*Goal:* Your job is to retype all of the data word for word, leaving every image out.

*Records for this task:*
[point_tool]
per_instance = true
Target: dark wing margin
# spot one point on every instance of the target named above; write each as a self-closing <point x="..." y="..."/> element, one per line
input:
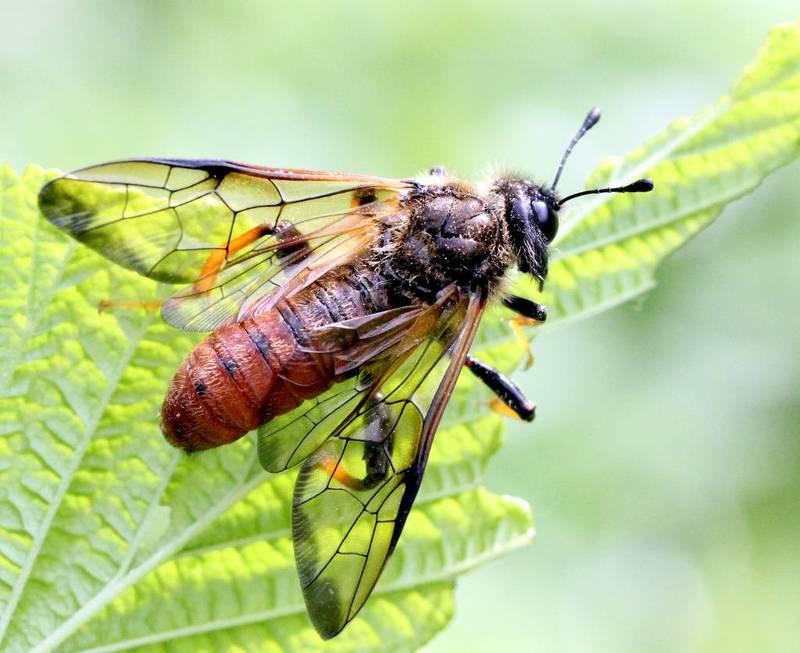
<point x="354" y="493"/>
<point x="228" y="229"/>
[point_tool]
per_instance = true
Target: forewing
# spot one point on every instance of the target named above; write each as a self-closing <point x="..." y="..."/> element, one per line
<point x="372" y="345"/>
<point x="169" y="219"/>
<point x="354" y="493"/>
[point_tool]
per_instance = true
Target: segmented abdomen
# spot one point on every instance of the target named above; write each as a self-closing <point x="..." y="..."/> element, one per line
<point x="244" y="374"/>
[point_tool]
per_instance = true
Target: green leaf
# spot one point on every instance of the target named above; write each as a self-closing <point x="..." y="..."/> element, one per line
<point x="110" y="540"/>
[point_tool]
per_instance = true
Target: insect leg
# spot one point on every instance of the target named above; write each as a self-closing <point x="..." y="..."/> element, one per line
<point x="377" y="445"/>
<point x="284" y="232"/>
<point x="529" y="314"/>
<point x="506" y="390"/>
<point x="526" y="308"/>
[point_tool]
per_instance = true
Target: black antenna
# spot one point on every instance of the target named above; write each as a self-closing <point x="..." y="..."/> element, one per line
<point x="638" y="186"/>
<point x="591" y="120"/>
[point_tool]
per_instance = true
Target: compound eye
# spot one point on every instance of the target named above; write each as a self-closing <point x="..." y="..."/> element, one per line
<point x="545" y="219"/>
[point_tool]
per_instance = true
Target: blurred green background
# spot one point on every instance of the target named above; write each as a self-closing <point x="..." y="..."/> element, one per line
<point x="663" y="465"/>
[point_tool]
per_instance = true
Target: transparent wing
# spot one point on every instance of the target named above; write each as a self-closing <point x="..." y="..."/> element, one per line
<point x="354" y="493"/>
<point x="232" y="231"/>
<point x="367" y="346"/>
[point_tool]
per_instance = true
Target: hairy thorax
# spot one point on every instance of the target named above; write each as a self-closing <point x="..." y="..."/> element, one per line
<point x="450" y="234"/>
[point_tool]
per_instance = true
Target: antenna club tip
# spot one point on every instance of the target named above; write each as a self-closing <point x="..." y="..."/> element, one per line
<point x="644" y="185"/>
<point x="592" y="117"/>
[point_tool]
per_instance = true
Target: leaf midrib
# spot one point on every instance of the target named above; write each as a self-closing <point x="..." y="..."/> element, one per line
<point x="417" y="582"/>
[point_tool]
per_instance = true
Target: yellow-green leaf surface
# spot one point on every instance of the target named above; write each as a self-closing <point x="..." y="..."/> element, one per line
<point x="110" y="540"/>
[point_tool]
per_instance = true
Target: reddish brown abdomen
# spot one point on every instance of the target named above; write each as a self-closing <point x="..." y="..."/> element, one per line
<point x="244" y="374"/>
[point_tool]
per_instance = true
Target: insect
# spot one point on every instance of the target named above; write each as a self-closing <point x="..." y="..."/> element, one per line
<point x="341" y="310"/>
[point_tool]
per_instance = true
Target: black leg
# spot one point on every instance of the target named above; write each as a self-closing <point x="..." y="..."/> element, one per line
<point x="505" y="389"/>
<point x="378" y="447"/>
<point x="525" y="307"/>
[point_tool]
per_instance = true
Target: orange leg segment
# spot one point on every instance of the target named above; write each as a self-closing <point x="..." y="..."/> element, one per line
<point x="336" y="471"/>
<point x="217" y="259"/>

*Task solution:*
[point_tool]
per_instance = true
Target: dark wing margin
# spot one point on every instance of the target named above; write each as a self-closing <point x="..." y="..."/> element, one per line
input:
<point x="354" y="493"/>
<point x="228" y="229"/>
[point_tool]
per_instance = true
Target: forewing
# spot one point on every instance of the target named above; write each as a self-closing <point x="..." y="..."/> element, one per line
<point x="372" y="345"/>
<point x="169" y="219"/>
<point x="354" y="493"/>
[point_tool]
per_instance = true
Target: segmented abdomen
# spot one point on every instance of the target named above; write each as a self-closing <point x="..." y="..."/> element, one per line
<point x="244" y="374"/>
[point_tool]
per_instance = true
Target: green leaf
# spot one point on every instance of the target named above; write each as a self-closing <point x="..." y="..."/> element, one per line
<point x="110" y="540"/>
[point_tool]
per_instance = true
Target: insect leg
# spot one point on every instance of the target named above; write each as a self-closing <point x="..." y="..."/> element, one per line
<point x="377" y="445"/>
<point x="284" y="232"/>
<point x="529" y="314"/>
<point x="506" y="390"/>
<point x="526" y="308"/>
[point_tool]
per_instance = true
Target: black antenna
# spot one point on every instance of the target named above; write each as a self-closing <point x="..." y="..."/> element, one per line
<point x="638" y="186"/>
<point x="591" y="120"/>
[point_tool]
per_instance = true
Target: compound eye
# spot one point on every instance of the target named above; write each as a self-closing <point x="..." y="..."/> element, one per line
<point x="545" y="219"/>
[point_tool]
per_instance = true
Target: blurred green background
# spot one point on every instance of the target named above; write each as a self-closing <point x="..." y="..."/> element, one per line
<point x="663" y="465"/>
[point_tool]
per_instance = true
Target: transparent wing
# spot one point on every instance of the target named above; write each as a self-closing <point x="..." y="..."/> element, one per line
<point x="354" y="493"/>
<point x="232" y="231"/>
<point x="367" y="346"/>
[point_tool]
per_instance = true
Target: hairy thorax
# spot one point on every instance of the target named above; write each as a self-closing <point x="..." y="..."/> element, one per line
<point x="450" y="234"/>
[point_tool]
per_instance = true
Target: antenna club tip
# spot one point on every instance of the target named above; write each as a self-closing <point x="..." y="..."/> element, one per line
<point x="644" y="185"/>
<point x="592" y="117"/>
[point_tool]
per_instance = true
Target: leaf midrib
# spot one point on every instance of the target named above; write each as a self-closing <point x="..." y="..."/> element, one per line
<point x="417" y="582"/>
[point_tool]
per_instance = true
Target: yellow-green leaf surface
# spot one point on every instance of the target named above; write each as a self-closing <point x="..." y="..."/> element, one per line
<point x="110" y="540"/>
[point_tool]
per_instance = true
Target: reddish brown abdomen
# spot one point on every instance of the target named above; write each as a self-closing <point x="..." y="..."/> element, one per line
<point x="244" y="374"/>
[point_tool]
per_instance = true
Target: insect
# spot one point on every instance of the target named above; write each as a self-closing <point x="..." y="..."/> element, one per line
<point x="341" y="310"/>
[point_tool]
per_instance = true
Target: black leg
# spot one point on every instance of the target named above; write each as a self-closing <point x="..." y="..."/> element, one per line
<point x="505" y="389"/>
<point x="378" y="447"/>
<point x="525" y="307"/>
[point_tool]
per_instance = true
Target: orange leg segment
# spot one point on every instance of the target named above; write each as a self-closing <point x="..." y="..."/> element, one per line
<point x="336" y="471"/>
<point x="217" y="259"/>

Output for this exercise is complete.